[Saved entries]
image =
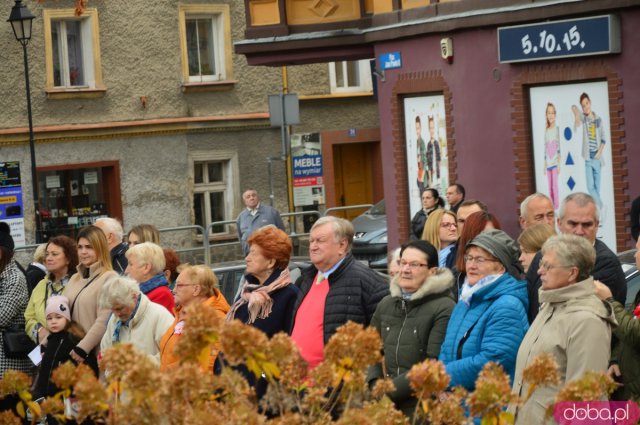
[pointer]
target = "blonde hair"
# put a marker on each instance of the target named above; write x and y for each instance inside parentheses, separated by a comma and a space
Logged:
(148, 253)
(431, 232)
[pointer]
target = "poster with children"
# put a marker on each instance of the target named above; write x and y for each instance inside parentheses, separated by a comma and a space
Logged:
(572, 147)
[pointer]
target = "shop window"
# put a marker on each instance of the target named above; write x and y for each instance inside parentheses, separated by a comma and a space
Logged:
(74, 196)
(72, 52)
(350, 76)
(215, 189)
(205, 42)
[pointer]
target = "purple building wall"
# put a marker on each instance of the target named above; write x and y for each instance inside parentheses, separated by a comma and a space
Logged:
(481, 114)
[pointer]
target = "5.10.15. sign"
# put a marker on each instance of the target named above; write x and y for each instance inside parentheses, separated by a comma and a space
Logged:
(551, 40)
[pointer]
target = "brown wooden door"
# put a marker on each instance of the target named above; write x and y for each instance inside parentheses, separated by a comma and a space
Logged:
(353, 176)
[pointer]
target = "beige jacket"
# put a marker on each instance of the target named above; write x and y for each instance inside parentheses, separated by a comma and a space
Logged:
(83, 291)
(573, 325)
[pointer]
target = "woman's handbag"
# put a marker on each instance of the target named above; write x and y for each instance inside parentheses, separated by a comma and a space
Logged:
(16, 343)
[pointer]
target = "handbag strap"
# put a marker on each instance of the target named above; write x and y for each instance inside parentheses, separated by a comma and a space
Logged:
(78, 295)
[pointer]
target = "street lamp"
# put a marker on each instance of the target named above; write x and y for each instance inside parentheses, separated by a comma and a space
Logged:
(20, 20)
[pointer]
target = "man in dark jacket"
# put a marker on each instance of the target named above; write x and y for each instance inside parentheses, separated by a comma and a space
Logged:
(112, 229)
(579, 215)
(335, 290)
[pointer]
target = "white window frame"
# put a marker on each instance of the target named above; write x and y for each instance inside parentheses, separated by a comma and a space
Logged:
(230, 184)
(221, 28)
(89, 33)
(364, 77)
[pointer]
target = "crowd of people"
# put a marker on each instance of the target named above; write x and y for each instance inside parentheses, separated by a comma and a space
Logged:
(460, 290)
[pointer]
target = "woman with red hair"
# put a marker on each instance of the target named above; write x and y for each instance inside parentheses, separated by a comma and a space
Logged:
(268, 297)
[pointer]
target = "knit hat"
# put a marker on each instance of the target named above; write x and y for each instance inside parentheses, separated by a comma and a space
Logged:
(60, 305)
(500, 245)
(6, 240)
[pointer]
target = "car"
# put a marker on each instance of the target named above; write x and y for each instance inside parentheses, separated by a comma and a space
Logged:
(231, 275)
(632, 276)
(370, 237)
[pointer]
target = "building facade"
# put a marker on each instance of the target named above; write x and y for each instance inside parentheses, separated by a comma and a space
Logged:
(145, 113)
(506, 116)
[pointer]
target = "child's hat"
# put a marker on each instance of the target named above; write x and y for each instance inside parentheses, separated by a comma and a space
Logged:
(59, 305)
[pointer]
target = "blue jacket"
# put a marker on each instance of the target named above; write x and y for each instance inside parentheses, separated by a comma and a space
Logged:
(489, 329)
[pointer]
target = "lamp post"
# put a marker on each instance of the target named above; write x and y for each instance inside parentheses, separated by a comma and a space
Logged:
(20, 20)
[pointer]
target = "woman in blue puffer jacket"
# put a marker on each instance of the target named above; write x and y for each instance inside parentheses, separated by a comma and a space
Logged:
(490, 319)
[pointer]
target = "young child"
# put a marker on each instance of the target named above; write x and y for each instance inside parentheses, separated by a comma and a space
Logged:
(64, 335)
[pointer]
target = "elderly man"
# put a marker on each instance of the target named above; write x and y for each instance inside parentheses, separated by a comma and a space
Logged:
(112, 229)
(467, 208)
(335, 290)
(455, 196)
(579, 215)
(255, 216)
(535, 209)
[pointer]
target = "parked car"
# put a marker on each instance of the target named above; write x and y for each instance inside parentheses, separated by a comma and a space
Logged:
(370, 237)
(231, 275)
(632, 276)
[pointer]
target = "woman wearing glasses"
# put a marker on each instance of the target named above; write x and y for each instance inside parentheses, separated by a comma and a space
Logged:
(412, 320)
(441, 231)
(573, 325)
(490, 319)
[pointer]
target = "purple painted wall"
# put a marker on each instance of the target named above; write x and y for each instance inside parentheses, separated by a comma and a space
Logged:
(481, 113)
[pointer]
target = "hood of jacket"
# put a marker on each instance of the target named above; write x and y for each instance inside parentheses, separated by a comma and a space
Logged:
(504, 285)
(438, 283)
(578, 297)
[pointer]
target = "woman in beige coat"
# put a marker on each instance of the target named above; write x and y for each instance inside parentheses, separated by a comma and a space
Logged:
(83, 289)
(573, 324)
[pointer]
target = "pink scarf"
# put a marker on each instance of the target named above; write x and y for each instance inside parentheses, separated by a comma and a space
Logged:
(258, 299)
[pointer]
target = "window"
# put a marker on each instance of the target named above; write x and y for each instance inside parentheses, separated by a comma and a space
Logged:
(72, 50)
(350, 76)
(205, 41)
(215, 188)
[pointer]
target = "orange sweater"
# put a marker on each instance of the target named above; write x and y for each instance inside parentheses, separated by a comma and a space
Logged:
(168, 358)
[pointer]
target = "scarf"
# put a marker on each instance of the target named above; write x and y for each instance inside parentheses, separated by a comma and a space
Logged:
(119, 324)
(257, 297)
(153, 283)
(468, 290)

* * *

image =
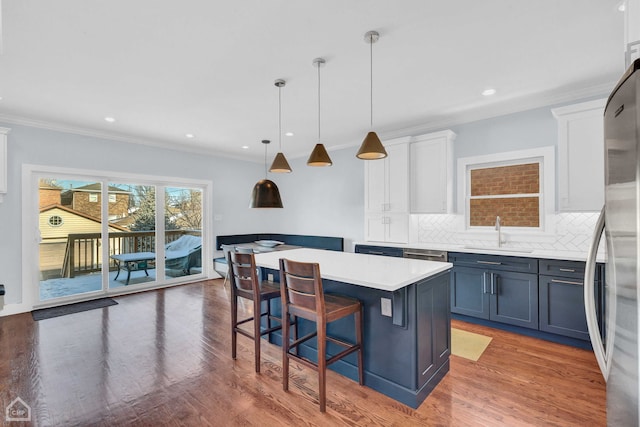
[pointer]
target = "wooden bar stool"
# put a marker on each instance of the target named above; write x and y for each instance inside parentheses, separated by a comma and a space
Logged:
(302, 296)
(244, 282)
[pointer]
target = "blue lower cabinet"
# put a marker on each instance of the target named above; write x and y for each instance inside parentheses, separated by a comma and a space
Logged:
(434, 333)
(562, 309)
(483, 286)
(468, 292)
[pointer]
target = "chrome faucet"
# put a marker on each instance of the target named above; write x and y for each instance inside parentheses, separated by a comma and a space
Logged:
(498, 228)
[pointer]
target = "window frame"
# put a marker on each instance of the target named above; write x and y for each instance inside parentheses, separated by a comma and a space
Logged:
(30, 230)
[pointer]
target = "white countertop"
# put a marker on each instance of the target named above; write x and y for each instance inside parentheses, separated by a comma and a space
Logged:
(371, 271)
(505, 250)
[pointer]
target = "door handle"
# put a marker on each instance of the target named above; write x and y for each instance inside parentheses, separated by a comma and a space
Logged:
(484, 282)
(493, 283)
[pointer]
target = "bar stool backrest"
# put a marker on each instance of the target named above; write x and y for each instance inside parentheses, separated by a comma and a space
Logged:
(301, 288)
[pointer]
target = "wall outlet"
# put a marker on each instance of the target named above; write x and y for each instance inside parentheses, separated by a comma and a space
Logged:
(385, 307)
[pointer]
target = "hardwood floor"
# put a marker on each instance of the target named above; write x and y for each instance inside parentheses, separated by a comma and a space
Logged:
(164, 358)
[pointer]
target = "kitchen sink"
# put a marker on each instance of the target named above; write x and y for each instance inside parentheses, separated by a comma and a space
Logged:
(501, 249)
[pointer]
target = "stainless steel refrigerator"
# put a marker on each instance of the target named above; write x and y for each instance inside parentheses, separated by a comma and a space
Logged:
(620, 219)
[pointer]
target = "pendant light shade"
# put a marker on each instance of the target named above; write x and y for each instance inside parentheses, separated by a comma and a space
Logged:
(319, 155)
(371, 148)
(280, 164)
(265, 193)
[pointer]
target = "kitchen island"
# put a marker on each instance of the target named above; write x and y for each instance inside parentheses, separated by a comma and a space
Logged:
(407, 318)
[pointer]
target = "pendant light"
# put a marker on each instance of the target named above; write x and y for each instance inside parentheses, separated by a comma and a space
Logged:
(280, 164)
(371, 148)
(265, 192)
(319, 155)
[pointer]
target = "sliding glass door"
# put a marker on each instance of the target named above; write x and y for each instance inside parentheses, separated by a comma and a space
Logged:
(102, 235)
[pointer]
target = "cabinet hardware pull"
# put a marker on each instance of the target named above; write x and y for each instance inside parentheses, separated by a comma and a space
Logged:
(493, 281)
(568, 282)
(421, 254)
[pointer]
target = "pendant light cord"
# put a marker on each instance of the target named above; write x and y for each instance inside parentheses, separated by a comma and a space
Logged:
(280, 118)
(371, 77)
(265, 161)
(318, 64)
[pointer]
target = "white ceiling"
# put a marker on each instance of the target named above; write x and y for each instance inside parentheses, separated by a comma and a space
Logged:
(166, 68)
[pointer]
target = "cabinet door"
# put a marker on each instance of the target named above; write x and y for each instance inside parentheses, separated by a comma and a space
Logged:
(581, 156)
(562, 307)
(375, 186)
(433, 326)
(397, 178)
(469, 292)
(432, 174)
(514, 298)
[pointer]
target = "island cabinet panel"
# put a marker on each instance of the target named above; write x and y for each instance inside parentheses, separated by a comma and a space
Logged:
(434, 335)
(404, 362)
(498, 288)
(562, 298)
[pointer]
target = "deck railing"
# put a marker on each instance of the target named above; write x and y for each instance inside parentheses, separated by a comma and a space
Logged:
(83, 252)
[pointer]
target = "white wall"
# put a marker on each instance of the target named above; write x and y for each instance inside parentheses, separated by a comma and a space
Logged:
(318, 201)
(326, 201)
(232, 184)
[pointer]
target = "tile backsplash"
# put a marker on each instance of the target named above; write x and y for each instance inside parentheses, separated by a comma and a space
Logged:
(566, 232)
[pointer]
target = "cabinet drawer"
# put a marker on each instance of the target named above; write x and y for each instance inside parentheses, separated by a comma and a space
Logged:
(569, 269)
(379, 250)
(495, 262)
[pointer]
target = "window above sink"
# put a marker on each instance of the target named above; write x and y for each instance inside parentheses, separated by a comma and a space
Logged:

:: Your task ::
Gather each line from the entries above that includes the word "woman".

:: Task answer ::
target = "woman's handbag"
target = "woman with red hair"
target = "woman in blue puffer jacket"
target = "woman wearing glasses"
target = "woman in beige coat"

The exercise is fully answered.